* **What is expected**:
Change "billboard" to "advertising board" in everything from the line containing "# point at: white truck (one per instance)" down to the end of the items, keeping all else the same. Leave the pictures out of your answer.

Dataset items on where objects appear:
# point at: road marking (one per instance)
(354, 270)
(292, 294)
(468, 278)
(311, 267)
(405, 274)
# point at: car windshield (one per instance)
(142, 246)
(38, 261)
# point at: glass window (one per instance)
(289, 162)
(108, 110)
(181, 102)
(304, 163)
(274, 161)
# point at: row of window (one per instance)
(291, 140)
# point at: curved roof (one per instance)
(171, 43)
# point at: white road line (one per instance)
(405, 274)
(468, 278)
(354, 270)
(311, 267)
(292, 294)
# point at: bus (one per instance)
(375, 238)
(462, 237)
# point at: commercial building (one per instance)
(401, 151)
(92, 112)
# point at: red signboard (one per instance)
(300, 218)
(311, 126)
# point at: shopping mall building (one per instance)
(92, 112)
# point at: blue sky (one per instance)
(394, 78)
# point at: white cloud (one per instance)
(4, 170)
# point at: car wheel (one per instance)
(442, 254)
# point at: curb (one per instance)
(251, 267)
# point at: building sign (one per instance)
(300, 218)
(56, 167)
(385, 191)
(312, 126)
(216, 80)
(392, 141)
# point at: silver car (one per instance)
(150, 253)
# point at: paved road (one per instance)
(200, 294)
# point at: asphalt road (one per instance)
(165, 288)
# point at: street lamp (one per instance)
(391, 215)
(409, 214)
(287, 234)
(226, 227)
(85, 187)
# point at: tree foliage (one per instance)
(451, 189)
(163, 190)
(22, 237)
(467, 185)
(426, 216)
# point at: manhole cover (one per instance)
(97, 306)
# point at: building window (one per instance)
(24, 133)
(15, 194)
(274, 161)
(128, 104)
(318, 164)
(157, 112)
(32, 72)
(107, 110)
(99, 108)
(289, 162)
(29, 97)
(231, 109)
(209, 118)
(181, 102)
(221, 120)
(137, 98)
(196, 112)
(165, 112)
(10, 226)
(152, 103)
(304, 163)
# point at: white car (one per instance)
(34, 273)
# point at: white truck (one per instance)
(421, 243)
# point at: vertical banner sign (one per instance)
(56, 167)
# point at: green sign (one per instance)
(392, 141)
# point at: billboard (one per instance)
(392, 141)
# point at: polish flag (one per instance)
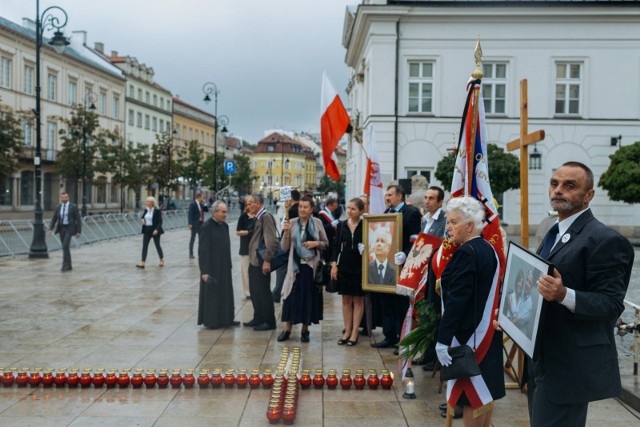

* **Solution to the problem**:
# point at: white truck (one per instance)
(421, 243)
# point at: vertical banner sign (one per instance)
(56, 167)
# point at: green sign (one per instance)
(392, 141)
# point at: advertising board (one per instance)
(392, 141)
# point at: polish flag (one per instance)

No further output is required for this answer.